▶ _Task statement_: In the entries below, count the lines that contain the word "target" and give only that number.

▶ _Input data_:

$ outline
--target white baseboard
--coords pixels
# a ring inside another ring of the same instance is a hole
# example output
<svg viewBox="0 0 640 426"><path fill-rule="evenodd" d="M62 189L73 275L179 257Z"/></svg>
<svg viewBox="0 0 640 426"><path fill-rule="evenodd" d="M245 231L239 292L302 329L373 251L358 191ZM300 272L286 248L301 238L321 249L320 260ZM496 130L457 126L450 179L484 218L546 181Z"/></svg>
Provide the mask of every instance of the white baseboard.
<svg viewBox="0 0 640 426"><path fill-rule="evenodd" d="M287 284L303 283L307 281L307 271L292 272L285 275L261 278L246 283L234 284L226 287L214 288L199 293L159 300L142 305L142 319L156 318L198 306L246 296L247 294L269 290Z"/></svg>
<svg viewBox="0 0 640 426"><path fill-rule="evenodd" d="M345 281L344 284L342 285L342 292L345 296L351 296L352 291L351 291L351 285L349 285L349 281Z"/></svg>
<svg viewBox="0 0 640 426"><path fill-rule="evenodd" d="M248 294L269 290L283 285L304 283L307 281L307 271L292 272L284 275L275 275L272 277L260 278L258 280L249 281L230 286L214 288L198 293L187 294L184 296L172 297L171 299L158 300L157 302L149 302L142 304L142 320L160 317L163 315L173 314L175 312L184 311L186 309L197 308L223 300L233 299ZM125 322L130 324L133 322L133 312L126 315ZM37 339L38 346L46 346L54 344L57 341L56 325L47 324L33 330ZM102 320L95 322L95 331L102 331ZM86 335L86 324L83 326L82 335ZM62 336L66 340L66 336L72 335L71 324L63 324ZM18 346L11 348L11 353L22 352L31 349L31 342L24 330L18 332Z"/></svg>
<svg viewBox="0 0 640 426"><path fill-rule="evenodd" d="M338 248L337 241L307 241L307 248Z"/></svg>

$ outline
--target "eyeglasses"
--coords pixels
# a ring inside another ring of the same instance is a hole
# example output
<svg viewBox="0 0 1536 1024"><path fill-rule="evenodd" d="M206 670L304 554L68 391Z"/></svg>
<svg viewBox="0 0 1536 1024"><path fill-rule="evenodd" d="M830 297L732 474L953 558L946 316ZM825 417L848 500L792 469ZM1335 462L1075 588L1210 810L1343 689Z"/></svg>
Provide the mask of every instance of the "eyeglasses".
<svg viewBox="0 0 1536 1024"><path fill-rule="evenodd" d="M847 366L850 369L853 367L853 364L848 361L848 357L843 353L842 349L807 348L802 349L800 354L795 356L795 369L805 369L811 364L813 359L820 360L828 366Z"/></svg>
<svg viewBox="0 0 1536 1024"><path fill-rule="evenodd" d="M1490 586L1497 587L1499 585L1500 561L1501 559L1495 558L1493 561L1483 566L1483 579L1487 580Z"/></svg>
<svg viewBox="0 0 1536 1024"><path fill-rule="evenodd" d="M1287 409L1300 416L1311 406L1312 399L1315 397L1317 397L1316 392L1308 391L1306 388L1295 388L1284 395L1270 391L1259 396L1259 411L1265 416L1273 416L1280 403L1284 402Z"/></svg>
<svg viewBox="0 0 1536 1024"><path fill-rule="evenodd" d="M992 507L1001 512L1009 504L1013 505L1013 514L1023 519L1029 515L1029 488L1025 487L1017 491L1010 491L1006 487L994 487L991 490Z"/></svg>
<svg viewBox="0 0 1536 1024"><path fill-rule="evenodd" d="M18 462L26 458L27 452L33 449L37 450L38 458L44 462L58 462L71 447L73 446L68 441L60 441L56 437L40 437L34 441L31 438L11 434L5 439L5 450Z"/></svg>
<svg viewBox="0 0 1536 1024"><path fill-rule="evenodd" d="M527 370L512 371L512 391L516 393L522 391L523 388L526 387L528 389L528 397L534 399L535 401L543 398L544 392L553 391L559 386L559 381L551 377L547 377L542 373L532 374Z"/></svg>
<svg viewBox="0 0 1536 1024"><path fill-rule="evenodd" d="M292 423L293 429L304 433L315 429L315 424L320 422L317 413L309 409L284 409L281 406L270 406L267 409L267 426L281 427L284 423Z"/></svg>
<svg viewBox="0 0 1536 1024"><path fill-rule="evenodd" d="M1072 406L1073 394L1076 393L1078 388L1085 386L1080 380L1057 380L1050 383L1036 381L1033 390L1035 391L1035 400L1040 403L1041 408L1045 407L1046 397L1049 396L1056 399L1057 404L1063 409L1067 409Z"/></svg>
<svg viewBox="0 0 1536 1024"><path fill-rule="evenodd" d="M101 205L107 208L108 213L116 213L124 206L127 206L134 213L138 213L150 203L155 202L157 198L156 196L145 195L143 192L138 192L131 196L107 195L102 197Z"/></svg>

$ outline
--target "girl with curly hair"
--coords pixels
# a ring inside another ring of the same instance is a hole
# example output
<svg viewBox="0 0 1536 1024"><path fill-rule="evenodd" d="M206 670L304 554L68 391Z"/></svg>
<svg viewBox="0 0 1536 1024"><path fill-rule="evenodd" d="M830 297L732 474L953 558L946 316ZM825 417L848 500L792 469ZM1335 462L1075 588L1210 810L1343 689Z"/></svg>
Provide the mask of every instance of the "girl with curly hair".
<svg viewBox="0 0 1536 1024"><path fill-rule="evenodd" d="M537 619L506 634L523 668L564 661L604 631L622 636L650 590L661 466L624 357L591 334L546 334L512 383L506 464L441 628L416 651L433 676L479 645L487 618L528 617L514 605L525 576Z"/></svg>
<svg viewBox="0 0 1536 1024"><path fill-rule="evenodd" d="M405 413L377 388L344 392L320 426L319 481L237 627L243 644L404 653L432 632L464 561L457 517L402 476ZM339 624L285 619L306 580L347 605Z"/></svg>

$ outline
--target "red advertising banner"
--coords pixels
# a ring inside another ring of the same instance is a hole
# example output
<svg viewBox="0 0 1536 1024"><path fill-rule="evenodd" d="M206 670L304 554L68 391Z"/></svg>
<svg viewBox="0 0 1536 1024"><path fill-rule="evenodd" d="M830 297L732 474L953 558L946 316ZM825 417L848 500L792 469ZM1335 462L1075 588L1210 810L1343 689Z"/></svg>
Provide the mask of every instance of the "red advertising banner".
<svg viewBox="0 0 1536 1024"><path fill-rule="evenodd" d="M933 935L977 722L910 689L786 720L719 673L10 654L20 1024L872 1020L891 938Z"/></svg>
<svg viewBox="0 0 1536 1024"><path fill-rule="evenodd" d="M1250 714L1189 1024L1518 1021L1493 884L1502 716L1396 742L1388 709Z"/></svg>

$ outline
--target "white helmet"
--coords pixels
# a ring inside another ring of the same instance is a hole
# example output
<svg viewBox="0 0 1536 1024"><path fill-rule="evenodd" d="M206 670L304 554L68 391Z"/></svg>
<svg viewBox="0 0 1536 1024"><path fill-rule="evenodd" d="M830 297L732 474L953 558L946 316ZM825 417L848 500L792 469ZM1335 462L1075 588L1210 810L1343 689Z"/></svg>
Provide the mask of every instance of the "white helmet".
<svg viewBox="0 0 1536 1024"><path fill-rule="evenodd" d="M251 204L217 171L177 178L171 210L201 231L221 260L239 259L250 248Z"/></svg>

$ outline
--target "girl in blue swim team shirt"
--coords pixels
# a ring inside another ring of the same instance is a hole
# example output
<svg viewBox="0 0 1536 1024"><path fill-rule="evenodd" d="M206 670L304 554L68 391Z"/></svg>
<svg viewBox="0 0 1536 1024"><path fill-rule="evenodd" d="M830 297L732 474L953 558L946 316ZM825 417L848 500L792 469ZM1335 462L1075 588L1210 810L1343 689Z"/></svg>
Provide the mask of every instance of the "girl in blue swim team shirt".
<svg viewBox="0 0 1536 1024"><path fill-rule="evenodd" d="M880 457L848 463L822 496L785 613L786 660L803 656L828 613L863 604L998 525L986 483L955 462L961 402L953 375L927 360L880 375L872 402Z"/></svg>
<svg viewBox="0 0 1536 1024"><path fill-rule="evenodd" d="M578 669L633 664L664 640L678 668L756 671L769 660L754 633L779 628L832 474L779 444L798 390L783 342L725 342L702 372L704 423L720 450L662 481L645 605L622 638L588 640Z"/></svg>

▶ _Answer section_: 6